→ **Data supplied**
Start of Block
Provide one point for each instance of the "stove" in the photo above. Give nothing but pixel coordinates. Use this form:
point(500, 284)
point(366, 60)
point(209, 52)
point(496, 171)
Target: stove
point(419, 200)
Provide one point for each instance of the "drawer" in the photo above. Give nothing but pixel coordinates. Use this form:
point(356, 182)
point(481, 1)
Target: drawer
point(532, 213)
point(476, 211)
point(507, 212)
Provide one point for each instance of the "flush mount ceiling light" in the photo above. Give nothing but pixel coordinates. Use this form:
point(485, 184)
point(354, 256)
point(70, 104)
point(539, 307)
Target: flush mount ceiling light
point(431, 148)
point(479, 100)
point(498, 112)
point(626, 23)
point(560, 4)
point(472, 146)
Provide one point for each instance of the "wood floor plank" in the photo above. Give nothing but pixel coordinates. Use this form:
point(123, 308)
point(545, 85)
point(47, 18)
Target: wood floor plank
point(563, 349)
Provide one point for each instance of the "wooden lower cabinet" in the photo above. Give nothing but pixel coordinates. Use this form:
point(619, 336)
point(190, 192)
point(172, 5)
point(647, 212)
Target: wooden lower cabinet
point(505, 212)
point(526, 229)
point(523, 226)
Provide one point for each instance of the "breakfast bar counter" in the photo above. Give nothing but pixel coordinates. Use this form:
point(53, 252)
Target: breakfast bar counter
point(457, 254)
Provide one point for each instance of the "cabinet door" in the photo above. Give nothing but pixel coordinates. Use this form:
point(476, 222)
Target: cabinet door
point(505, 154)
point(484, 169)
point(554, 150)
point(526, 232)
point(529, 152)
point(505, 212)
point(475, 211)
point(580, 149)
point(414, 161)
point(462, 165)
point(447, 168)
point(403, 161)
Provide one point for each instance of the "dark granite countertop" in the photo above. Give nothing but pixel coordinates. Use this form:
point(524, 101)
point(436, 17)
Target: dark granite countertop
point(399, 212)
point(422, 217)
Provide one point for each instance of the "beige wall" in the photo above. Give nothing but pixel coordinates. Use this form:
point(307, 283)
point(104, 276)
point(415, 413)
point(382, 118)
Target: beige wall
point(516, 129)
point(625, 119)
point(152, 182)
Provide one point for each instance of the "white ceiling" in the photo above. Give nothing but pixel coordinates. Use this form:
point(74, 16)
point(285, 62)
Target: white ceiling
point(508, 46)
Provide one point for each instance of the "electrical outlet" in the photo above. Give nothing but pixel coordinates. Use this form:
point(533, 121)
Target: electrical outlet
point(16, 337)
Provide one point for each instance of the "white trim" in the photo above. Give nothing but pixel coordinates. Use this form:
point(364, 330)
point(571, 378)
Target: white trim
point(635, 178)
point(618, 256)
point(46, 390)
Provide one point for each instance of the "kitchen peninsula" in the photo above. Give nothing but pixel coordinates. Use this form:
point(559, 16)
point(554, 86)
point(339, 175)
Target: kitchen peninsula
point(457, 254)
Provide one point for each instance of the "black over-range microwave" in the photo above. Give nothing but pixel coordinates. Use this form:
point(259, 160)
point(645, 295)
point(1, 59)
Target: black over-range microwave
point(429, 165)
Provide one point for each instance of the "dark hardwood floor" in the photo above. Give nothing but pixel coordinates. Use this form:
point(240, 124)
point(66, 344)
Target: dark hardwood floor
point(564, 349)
End of Block
Start of Block
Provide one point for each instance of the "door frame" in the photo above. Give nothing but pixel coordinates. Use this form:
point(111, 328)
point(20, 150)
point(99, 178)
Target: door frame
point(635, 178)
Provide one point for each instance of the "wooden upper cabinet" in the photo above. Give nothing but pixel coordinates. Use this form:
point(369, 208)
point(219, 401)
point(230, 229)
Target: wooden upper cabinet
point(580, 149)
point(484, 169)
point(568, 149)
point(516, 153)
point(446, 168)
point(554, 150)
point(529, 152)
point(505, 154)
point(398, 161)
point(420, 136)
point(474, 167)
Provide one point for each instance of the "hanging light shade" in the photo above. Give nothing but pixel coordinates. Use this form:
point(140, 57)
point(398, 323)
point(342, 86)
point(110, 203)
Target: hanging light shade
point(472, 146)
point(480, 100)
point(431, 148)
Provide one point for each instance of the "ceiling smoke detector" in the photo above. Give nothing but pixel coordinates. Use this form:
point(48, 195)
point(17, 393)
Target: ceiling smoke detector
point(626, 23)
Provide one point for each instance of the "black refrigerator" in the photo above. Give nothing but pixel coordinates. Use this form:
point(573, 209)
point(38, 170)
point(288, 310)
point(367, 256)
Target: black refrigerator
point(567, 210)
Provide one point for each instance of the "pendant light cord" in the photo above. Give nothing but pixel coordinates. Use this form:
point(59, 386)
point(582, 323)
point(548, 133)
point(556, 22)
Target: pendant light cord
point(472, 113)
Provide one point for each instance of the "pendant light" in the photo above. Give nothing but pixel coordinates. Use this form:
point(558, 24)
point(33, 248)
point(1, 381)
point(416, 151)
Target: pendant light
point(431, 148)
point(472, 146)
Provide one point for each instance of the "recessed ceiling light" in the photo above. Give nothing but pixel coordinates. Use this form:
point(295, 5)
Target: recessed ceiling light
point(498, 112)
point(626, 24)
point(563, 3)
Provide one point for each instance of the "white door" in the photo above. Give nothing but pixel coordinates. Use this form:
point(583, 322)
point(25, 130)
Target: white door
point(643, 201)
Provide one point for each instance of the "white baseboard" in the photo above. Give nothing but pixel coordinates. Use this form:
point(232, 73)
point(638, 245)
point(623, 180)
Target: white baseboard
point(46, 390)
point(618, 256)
End of Block
→ **Work order**
Look above for the line holding "point(140, 57)", then set down exactly that line and every line after it up to and including the line holding "point(38, 170)", with nothing else.

→ **Output for this task**
point(140, 57)
point(398, 323)
point(342, 86)
point(110, 203)
Target: hanging light shade
point(472, 146)
point(480, 100)
point(431, 148)
Provide one point for each instance of the "ceiling smoke detector" in the photo above. Give nothing but pixel coordinates. Use this form:
point(48, 195)
point(17, 393)
Target: ceiling smoke detector
point(626, 23)
Provide one point for each instance of the "black refrigerator" in the photo above. Give nothing but pixel coordinates. Use this form:
point(573, 209)
point(38, 170)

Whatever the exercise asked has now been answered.